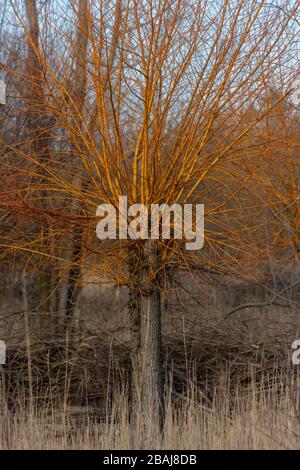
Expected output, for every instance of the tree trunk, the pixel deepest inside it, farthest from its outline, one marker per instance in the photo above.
(145, 312)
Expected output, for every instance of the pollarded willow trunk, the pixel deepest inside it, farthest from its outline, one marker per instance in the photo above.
(145, 311)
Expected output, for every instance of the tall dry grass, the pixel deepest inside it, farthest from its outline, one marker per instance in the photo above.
(262, 415)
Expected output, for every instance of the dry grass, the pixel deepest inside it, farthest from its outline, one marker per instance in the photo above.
(263, 416)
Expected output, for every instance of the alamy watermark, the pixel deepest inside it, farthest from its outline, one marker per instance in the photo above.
(161, 221)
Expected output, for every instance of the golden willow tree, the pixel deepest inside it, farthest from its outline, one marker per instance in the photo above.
(154, 100)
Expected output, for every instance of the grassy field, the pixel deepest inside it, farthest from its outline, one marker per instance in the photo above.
(265, 415)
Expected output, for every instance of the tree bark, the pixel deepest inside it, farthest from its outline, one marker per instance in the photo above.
(145, 313)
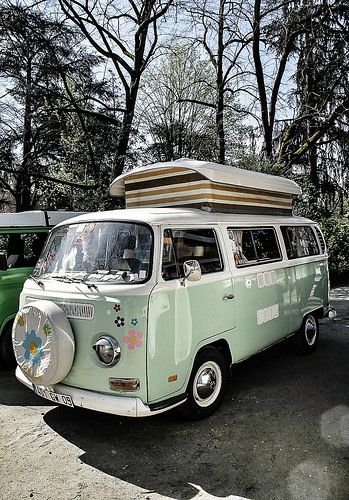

————

_YOUR ASSIGNMENT_
An exact retyping of the entries, without images, is the required answer.

_RESPONSE FOR THIS EXERCISE_
Expected output, for every instance of the tree trunk, the pixel deepest inside it, farthest from its outline, one marker per instance in the photo above.
(145, 312)
Expected output, for every instance of the pollarded willow trunk, the pixel deepest inside it, farthest from its outline, one marker per instance in the photo above.
(145, 311)
Expected output, for every instance of the tall dry grass, the pixel deepest inside it, farthest from its outline, one marker per instance in the photo above.
(262, 415)
Expected output, for every instance of the dry grass, the pixel deepest inside it, farthest from its outline, one marker per instance in the photo above.
(263, 416)
Expected output, for every instance of the alamy watermark, the pixel deepest inside it, farthest from its outline, one marker per instance in the photo above.
(161, 221)
Expected output, for every instance of the golden willow tree, the pixel deepest inside it, farthest from its outline, one marker per instance in the photo above.
(154, 100)
Expected output, for every instance of the grassy field, the pixel deepest inside it, farthest from its outline, one marker per instance in the photo above.
(265, 415)
Expected output, for every instance of the tree bark, the pixel deepest inside it, farthest from its outline, one marker per instance in the photo above.
(145, 313)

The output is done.